◆ WRITTEN EXERCISE ◆
Begin at the line that contains "Teacher note: indicate the long" and stop after the line that contains "[1074, 322]". Write out every line of the records in that span again, unchanged except that each coordinate in the answers is shifted by adding 28 to both numbers.

◆ INPUT FOR THIS TASK ◆
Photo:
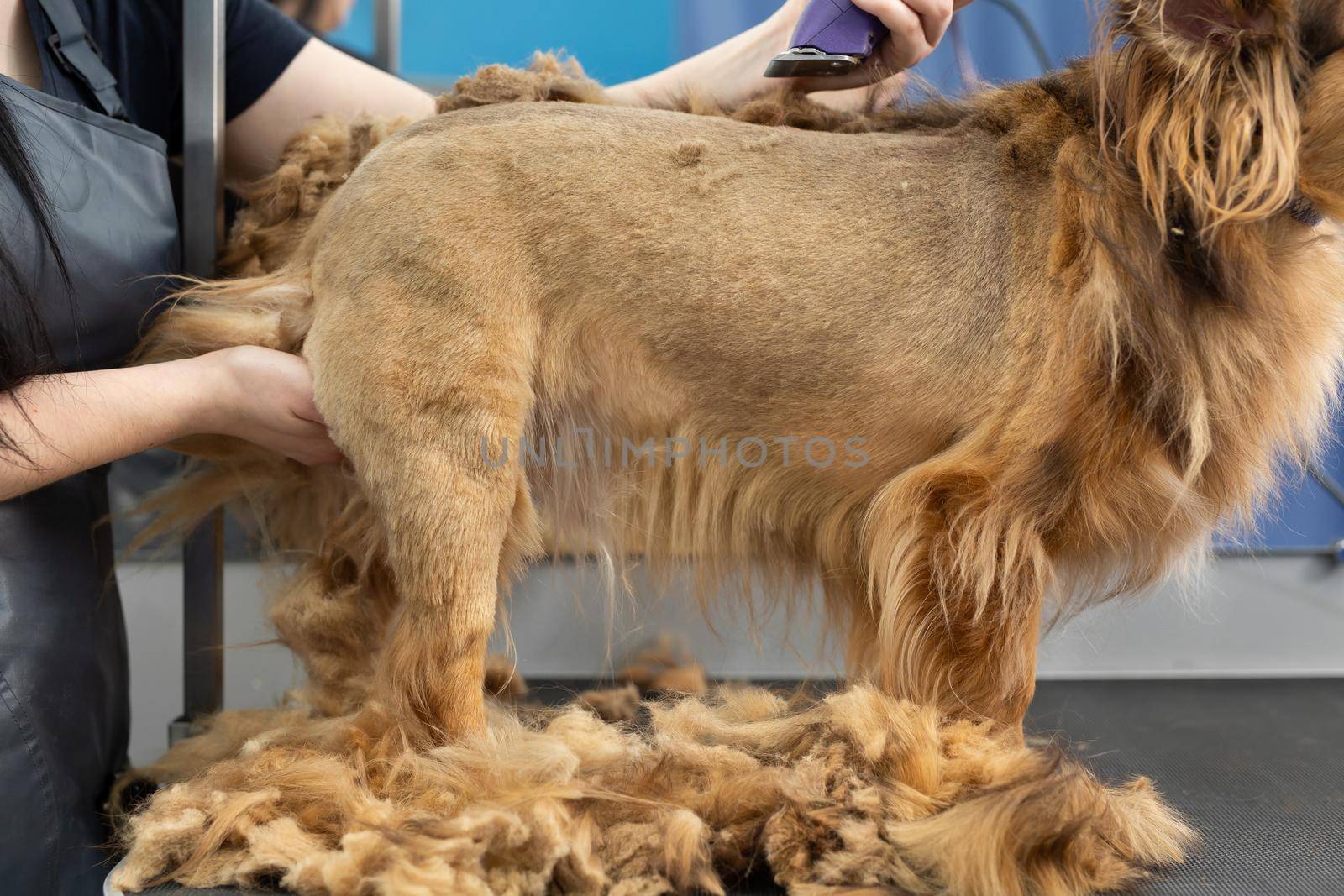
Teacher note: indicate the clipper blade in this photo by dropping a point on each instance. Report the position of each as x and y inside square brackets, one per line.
[810, 62]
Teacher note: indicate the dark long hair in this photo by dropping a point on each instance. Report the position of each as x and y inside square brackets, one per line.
[26, 349]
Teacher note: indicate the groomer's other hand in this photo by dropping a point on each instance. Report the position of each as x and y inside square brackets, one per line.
[266, 398]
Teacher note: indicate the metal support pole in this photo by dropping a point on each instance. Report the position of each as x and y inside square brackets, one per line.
[387, 35]
[203, 222]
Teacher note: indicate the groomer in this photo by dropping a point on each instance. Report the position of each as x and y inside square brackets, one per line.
[91, 109]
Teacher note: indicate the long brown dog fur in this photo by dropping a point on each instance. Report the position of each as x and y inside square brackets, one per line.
[1074, 322]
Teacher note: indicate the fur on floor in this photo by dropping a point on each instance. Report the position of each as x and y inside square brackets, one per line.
[855, 790]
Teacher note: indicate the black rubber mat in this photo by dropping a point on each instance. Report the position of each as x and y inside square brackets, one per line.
[1257, 766]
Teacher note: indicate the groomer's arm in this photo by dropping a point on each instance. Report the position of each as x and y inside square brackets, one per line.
[320, 81]
[732, 73]
[71, 422]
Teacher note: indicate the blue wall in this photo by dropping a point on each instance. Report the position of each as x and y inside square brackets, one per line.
[622, 39]
[444, 39]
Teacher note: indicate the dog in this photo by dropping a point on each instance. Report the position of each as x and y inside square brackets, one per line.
[1048, 336]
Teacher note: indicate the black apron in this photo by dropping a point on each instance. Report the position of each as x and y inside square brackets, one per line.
[65, 705]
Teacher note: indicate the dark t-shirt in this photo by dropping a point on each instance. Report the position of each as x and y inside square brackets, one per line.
[141, 43]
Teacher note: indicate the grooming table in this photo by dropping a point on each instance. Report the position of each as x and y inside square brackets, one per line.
[1257, 766]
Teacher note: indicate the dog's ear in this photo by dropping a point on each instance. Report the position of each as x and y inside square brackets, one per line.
[1220, 19]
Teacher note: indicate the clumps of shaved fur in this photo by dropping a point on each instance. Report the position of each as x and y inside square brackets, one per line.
[853, 790]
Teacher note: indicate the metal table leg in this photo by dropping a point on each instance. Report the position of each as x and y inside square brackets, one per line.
[203, 192]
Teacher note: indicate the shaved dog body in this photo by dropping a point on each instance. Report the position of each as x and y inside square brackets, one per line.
[1070, 324]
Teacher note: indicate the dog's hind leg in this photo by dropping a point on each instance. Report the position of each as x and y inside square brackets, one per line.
[958, 584]
[423, 396]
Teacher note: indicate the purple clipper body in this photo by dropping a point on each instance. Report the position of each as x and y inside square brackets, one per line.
[832, 38]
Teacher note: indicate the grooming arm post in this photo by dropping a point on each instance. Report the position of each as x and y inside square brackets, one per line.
[387, 35]
[203, 184]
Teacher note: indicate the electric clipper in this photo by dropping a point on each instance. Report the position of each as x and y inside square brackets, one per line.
[832, 38]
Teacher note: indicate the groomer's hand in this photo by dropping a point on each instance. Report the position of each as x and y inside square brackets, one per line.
[266, 398]
[917, 27]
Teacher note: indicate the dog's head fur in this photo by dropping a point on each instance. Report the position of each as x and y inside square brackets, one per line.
[1209, 101]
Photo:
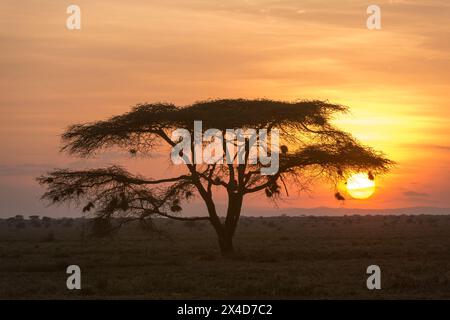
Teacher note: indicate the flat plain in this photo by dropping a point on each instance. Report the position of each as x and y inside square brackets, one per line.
[283, 257]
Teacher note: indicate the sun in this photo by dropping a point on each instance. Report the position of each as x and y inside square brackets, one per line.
[359, 186]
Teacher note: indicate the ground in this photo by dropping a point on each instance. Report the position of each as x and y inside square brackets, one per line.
[277, 257]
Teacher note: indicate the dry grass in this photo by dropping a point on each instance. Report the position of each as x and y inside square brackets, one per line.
[304, 257]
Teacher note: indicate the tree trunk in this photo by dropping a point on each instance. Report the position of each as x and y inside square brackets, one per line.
[226, 244]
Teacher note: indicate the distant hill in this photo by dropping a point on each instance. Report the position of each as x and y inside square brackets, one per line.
[325, 211]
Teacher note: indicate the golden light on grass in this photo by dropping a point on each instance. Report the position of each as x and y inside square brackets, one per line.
[359, 186]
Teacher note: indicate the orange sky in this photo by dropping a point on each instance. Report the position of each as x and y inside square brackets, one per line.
[396, 80]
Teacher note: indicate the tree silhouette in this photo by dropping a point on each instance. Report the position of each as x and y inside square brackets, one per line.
[311, 147]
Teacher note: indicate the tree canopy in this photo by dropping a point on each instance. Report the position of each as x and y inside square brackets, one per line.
[309, 142]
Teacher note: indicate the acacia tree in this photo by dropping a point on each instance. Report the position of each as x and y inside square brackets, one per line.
[310, 144]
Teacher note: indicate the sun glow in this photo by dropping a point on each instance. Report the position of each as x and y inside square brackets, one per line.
[359, 186]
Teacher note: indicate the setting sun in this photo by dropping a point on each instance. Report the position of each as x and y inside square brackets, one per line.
[359, 186]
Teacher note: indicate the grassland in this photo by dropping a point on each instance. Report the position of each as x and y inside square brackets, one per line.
[279, 257]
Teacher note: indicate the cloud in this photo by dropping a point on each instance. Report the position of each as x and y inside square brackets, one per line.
[414, 194]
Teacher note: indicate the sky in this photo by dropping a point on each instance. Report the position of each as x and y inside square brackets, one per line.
[396, 81]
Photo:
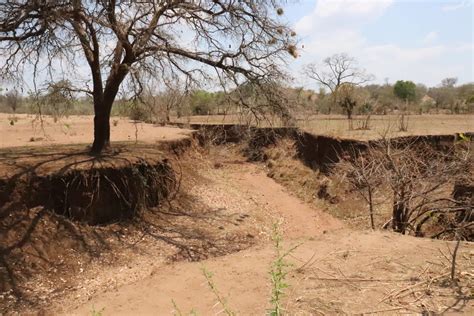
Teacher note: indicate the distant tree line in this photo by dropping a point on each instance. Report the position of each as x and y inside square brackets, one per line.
[162, 107]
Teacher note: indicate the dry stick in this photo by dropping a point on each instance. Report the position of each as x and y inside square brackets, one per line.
[411, 287]
[383, 310]
[453, 263]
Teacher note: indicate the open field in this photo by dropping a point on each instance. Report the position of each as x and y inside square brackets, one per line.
[29, 130]
[388, 125]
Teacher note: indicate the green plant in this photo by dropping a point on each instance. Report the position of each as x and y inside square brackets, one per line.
[221, 300]
[278, 272]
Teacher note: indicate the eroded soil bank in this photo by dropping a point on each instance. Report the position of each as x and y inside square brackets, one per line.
[222, 216]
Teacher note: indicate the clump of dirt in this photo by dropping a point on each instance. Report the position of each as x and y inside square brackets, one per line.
[99, 196]
[48, 247]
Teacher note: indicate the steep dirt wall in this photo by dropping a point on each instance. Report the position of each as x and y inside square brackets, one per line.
[316, 151]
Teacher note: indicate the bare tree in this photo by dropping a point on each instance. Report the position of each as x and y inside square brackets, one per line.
[13, 100]
[364, 172]
[125, 40]
[418, 179]
[335, 71]
[421, 178]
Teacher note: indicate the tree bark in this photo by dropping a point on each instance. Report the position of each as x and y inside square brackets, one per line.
[101, 129]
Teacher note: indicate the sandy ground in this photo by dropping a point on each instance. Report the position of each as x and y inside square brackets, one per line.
[334, 270]
[387, 125]
[27, 130]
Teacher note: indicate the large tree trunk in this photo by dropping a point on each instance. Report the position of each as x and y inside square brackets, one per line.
[102, 124]
[101, 131]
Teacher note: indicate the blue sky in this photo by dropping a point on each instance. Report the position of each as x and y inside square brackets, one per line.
[419, 40]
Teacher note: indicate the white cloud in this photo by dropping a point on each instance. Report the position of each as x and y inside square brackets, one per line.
[327, 8]
[430, 37]
[453, 6]
[336, 26]
[335, 14]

◆ EXERCISE ANSWER ◆
Teacher note: indicate the long brown dog fur in this photo by dropping a point on each instance. Report the position of each as x and y inside square brackets, one per line.
[1102, 350]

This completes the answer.